+++ SELECTED EXTRACT
Research performed in the 1970's to “locate, review, decipher and place in useable form available experimental data on the structural crush properties of automobiles, and on the spinout trajectories produced by measured collision conditions” [1] revealed significant limitations in the available documentation of vehicle crush information and trajectory spinout information. As a result, an initial test matrix of 12 full-scale crash tests was performed in 1978 which became known as the Research Input for Computer Simulation of Automobile Collisions (RICSAC) crash tests [2].
  • For each of the RICSAC tests, a minimum of 13 accelerometers were mounted on-board each vehicle to record acceleration components at six to seven stations. At three locations triaxial (XYZ) packages were installed ("hard mounted") to provide coverage between the front and rear of the vehicle. The front steer angles were measured on each vehicle by a linear stroke potentiometer attached to the vehicle steering linkage. The time history of the change in vehicle yaw, pitch and roll angles and yaw rate were recorded by two-degree-of-freedom, free gyroscopes and a rate gyro.
++++++
+++ RECORD EXTRACTS
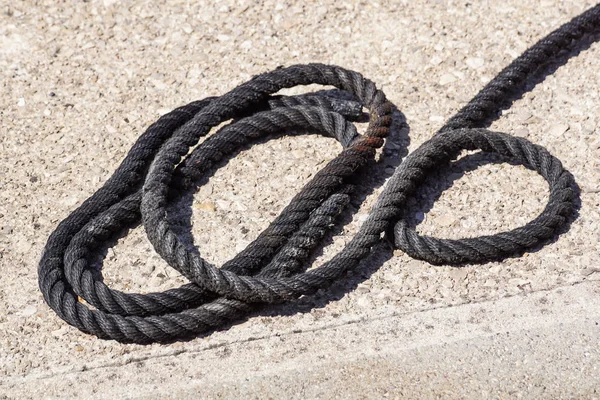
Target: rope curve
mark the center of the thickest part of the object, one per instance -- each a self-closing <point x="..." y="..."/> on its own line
<point x="166" y="162"/>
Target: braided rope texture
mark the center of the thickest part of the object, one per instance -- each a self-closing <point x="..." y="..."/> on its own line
<point x="166" y="161"/>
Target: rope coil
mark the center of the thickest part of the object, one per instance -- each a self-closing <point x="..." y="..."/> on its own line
<point x="160" y="166"/>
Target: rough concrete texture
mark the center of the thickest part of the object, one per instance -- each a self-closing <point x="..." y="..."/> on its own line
<point x="80" y="82"/>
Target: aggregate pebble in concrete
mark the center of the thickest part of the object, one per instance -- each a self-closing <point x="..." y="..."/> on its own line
<point x="82" y="80"/>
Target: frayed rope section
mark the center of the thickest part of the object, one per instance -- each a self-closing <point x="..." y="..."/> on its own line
<point x="272" y="269"/>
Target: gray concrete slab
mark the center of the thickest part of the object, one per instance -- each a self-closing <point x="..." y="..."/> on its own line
<point x="80" y="82"/>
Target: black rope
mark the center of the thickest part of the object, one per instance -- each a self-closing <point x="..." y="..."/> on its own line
<point x="160" y="167"/>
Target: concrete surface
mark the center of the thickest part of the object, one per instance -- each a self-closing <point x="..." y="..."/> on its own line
<point x="81" y="80"/>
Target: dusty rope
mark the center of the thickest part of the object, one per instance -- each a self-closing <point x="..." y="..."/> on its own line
<point x="270" y="269"/>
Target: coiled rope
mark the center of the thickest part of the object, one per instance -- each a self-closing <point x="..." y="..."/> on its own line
<point x="272" y="269"/>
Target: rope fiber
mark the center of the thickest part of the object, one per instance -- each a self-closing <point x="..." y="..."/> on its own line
<point x="167" y="161"/>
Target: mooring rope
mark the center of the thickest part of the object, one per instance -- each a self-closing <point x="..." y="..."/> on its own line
<point x="167" y="161"/>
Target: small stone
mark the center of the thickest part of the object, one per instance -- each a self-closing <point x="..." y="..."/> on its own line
<point x="475" y="62"/>
<point x="588" y="271"/>
<point x="522" y="132"/>
<point x="27" y="311"/>
<point x="559" y="129"/>
<point x="207" y="206"/>
<point x="446" y="220"/>
<point x="522" y="116"/>
<point x="490" y="283"/>
<point x="446" y="79"/>
<point x="435" y="60"/>
<point x="517" y="282"/>
<point x="458" y="274"/>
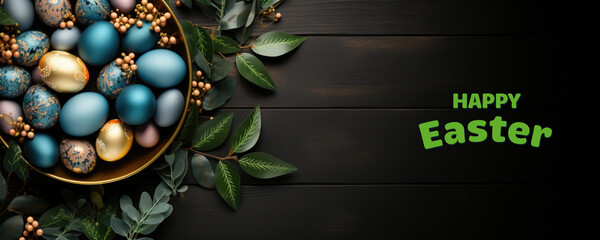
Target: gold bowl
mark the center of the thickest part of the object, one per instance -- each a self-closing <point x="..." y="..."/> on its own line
<point x="138" y="157"/>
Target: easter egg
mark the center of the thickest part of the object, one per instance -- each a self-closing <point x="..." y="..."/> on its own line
<point x="79" y="156"/>
<point x="91" y="11"/>
<point x="41" y="107"/>
<point x="114" y="140"/>
<point x="42" y="151"/>
<point x="112" y="80"/>
<point x="65" y="38"/>
<point x="10" y="111"/>
<point x="51" y="12"/>
<point x="21" y="11"/>
<point x="169" y="107"/>
<point x="135" y="104"/>
<point x="98" y="44"/>
<point x="140" y="39"/>
<point x="63" y="72"/>
<point x="32" y="46"/>
<point x="161" y="68"/>
<point x="124" y="6"/>
<point x="83" y="114"/>
<point x="14" y="81"/>
<point x="147" y="135"/>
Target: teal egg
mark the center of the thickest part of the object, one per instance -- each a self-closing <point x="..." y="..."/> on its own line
<point x="51" y="12"/>
<point x="98" y="44"/>
<point x="135" y="104"/>
<point x="112" y="80"/>
<point x="140" y="39"/>
<point x="91" y="11"/>
<point x="32" y="46"/>
<point x="83" y="114"/>
<point x="14" y="81"/>
<point x="41" y="107"/>
<point x="169" y="107"/>
<point x="161" y="68"/>
<point x="21" y="11"/>
<point x="42" y="151"/>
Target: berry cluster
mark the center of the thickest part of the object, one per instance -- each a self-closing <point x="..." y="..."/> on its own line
<point x="31" y="229"/>
<point x="8" y="47"/>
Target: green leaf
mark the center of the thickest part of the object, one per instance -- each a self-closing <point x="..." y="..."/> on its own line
<point x="189" y="125"/>
<point x="237" y="16"/>
<point x="228" y="184"/>
<point x="226" y="45"/>
<point x="247" y="133"/>
<point x="265" y="166"/>
<point x="220" y="69"/>
<point x="212" y="133"/>
<point x="5" y="19"/>
<point x="202" y="171"/>
<point x="219" y="94"/>
<point x="254" y="71"/>
<point x="12" y="228"/>
<point x="28" y="205"/>
<point x="275" y="44"/>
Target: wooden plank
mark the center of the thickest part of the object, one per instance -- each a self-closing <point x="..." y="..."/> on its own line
<point x="419" y="72"/>
<point x="379" y="212"/>
<point x="418" y="17"/>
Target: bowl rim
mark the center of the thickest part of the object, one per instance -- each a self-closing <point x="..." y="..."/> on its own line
<point x="165" y="147"/>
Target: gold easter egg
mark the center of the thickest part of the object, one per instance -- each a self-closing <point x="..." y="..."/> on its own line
<point x="114" y="140"/>
<point x="63" y="72"/>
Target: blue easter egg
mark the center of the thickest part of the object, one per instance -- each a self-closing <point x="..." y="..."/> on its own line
<point x="32" y="46"/>
<point x="98" y="44"/>
<point x="51" y="12"/>
<point x="84" y="114"/>
<point x="169" y="107"/>
<point x="14" y="81"/>
<point x="42" y="151"/>
<point x="136" y="104"/>
<point x="140" y="39"/>
<point x="65" y="39"/>
<point x="21" y="11"/>
<point x="112" y="80"/>
<point x="91" y="11"/>
<point x="41" y="107"/>
<point x="161" y="68"/>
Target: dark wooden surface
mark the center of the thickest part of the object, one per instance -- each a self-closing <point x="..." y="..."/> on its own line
<point x="347" y="110"/>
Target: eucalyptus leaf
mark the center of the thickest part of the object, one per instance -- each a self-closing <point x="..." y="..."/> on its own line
<point x="254" y="71"/>
<point x="247" y="133"/>
<point x="28" y="205"/>
<point x="202" y="171"/>
<point x="275" y="44"/>
<point x="212" y="133"/>
<point x="228" y="184"/>
<point x="219" y="94"/>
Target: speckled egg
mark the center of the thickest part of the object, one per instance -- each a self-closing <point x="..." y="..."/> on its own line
<point x="42" y="151"/>
<point x="83" y="114"/>
<point x="169" y="107"/>
<point x="112" y="80"/>
<point x="14" y="81"/>
<point x="65" y="38"/>
<point x="114" y="140"/>
<point x="140" y="39"/>
<point x="21" y="11"/>
<point x="98" y="44"/>
<point x="161" y="68"/>
<point x="91" y="11"/>
<point x="78" y="155"/>
<point x="51" y="12"/>
<point x="10" y="111"/>
<point x="32" y="46"/>
<point x="41" y="107"/>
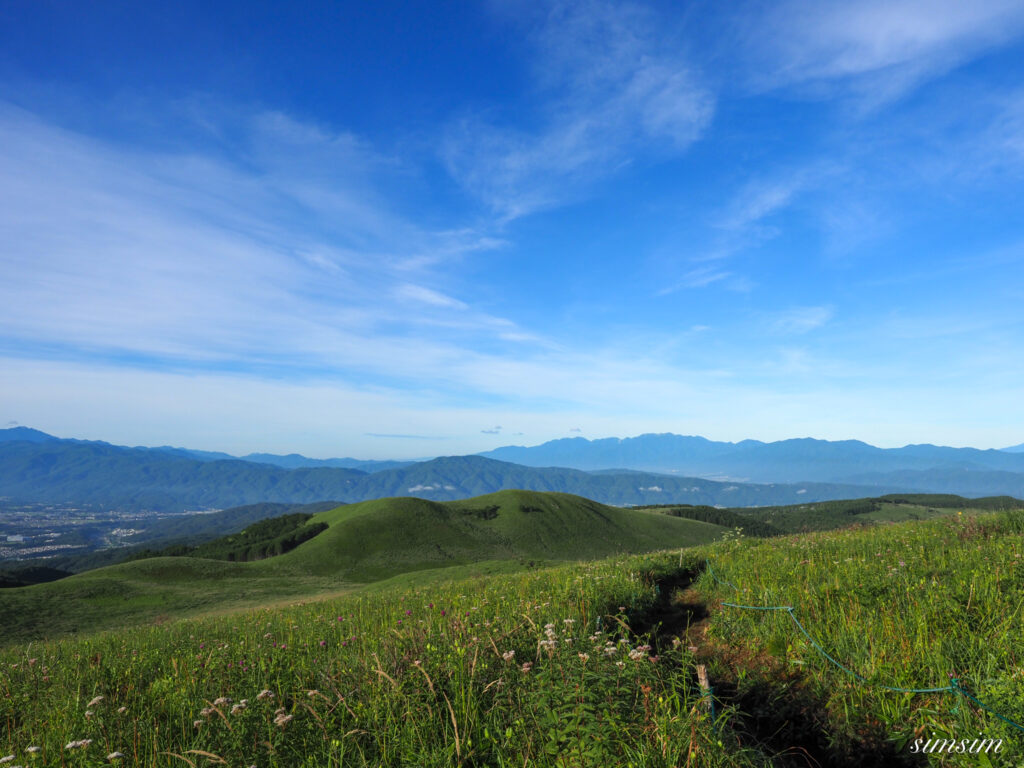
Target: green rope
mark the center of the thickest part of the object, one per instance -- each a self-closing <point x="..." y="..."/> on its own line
<point x="953" y="687"/>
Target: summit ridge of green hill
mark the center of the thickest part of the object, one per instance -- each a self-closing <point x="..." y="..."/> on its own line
<point x="364" y="543"/>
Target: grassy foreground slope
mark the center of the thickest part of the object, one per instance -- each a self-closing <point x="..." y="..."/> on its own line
<point x="911" y="605"/>
<point x="364" y="543"/>
<point x="588" y="664"/>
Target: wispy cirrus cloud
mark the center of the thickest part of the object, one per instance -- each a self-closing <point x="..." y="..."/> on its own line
<point x="236" y="258"/>
<point x="879" y="48"/>
<point x="611" y="88"/>
<point x="799" y="321"/>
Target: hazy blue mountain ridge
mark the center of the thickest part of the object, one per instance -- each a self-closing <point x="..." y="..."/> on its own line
<point x="800" y="460"/>
<point x="146" y="479"/>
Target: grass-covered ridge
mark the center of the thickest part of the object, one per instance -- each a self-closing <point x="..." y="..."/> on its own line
<point x="578" y="664"/>
<point x="908" y="605"/>
<point x="364" y="543"/>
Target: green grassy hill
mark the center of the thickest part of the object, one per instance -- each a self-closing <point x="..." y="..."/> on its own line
<point x="364" y="543"/>
<point x="377" y="539"/>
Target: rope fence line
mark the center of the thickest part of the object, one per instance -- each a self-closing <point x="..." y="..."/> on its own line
<point x="953" y="687"/>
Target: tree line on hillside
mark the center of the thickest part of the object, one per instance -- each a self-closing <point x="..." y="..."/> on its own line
<point x="265" y="539"/>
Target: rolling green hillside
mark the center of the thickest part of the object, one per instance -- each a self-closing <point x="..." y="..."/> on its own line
<point x="377" y="539"/>
<point x="364" y="543"/>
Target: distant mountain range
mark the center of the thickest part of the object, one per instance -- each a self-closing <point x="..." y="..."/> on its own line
++++++
WHAT TO DO
1) For each statement about the RICSAC crash test text, answer yes or no and quote the words of the text that decide it: (a) An initial set of 12 full-scale crash tests was carried out in 1978. (b) The front steer angles were measured with a rate gyro. (c) Triaxial packages were installed at four locations on each vehicle.
2) List every measuring device that the RICSAC crash test text names as used on the vehicles.
3) Write a continuation of the RICSAC crash test text, beginning after its final sentence.
The records are material separate from the RICSAC crash test text.

THE RESPONSES
1)
(a) Yes: "an initial test matrix of 12 full-scale crash tests was performed in 1978"
(b) No: "The front steer angles were measured on each vehicle by a linear stroke potentiometer attached to the vehicle steering linkage"
(c) No: "At three locations triaxial (XYZ) packages were installed"

2)
- accelerometers
- triaxial (XYZ) packages
- linear stroke potentiometer
- two-degree-of-freedom, free gyroscopes
- rate gyro

3)
    For vehicle trajectory measurement, high-speed motion picture cameras were located overhead with supporting cameras at eye level height. Also, vehicle trajectory marker systems were designed and fabricated by Calspan to spray high pressure colored water trails (using very small amounts of liquid to avoid any effects of the water on the roadway coefficient) from several locations on each of the vehicles.

    Plots of the full-scale test acceleration time-histories were generated by a computer program which also integrated the acceleration time histories (using a combination of Simpson's and Newton's 3/8 methods) in order to obtain velocity time history along each of the vehicle's three axes. For most of the reported results, the ?V values reported for the vehicle CG were based on data collected by a Firewall mounted triaxial (XYZ) accelerometer.
    The time of approximate separation reported in [3] was based on observation of the time histories of the acceleration. The time of separation was defined as "the point at which both of the involved vehicles' accelerations re-approached 0 g's". The authors of [3] noted that "the separation point was not always obvious in collisions in which the two vehicles spun out together".

    The components of the vehicle's change in velocity (DeltaV) were computed in [3] "by subtracting the initial velocity at impact from the velocity at the time of separation" . The procedure was done for the X and Y velocity components separately.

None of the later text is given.